◆ Task to carry out ◆
Please list the bodies whose funding cycles, according to the article on NHS capital funding, should be aligned over the longer term.

Designing better mental healthcare facilities

Call for Government to increase capital funding to repair ‘dilapidated buildings’

A new report from the NHS Confederation, Building the health of the nation: priorities for a new government, says that with the UK NHS having received lower capital investment than other healthcare systems internationally and other industries domestically, there needs to be a significant rise in NHS capital spending across the UK.

Against the backdrop of ‘many dilapidated buildings’ the Confederation says that in England such spending needs to rise to at least £14.1 billion annually at the next three-year Spending Review – a £6.4 billion increase from the current budget of £7.7 billion, ‘so the health service can carry out essential maintenance and repairs to its estates, update old kit, and invest in cutting-edge technology, particularly in digital, technology, and AI.”  It said:  “Doing this will help make the NHS even more productive, and ensure that every healthcare pound is spent as effectively as possible.

The organisation also argues for longer-term funding cycles aligned between the Department of Health and Social Care, the Department for Levelling Up, Housing and Communities and NHS England, ‘to allow local health and care system leaders in England to make the best possible use of their allocated funds, to plan for the long term, and to innovate’. The Confederation said: “These funding cycles need to reflect the long-term changes in demand facing the NHS from an ageing population, with more and more people living with multiple long-term conditions.”

Based on ‘extensive engagement with its networks’, the NHS Confederation says that –alongside increased capital spending – the four other ‘most critical factors’ its members have said will help secure the service’s future service in a general election year are:

  • Putting the NHS on a more sustainable footing, ‘with no top-down structural reform’ in England for the next parliament, and a commitment to a short-term stabilisation plan during the first 12 months of a new parliament, ‘to help get performance in the English NHS back on track’.

◆ Available data ◆
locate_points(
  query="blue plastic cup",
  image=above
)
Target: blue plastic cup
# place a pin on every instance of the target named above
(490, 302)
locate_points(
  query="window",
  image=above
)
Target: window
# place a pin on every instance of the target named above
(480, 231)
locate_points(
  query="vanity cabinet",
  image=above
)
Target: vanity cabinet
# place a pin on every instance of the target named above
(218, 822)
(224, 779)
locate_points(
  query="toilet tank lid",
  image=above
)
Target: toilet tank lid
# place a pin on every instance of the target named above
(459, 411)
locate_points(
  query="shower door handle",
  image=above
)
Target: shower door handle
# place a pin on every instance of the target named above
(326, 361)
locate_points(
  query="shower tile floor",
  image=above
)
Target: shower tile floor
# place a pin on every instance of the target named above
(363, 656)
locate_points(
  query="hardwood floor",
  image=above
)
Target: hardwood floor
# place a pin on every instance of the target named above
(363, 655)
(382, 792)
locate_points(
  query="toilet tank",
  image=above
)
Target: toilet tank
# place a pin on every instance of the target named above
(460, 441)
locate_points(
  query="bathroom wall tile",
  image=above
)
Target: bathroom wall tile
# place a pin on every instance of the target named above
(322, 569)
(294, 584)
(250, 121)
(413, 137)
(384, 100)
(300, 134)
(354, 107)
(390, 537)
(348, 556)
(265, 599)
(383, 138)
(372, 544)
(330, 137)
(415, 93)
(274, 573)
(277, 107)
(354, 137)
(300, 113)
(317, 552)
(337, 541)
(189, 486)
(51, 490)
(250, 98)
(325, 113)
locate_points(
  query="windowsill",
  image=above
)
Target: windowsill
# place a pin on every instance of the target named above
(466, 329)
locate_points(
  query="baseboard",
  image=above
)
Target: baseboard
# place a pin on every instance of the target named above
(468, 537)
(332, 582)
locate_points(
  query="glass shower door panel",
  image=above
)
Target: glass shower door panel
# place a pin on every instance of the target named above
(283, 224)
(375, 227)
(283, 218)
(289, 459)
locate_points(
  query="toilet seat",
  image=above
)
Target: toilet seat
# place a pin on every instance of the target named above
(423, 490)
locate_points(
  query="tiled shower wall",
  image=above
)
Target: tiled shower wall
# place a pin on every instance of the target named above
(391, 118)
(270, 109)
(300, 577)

◆ Written solution ◆
- Department of Health and Social Care
- Department for Levelling Up, Housing and Communities
- NHS England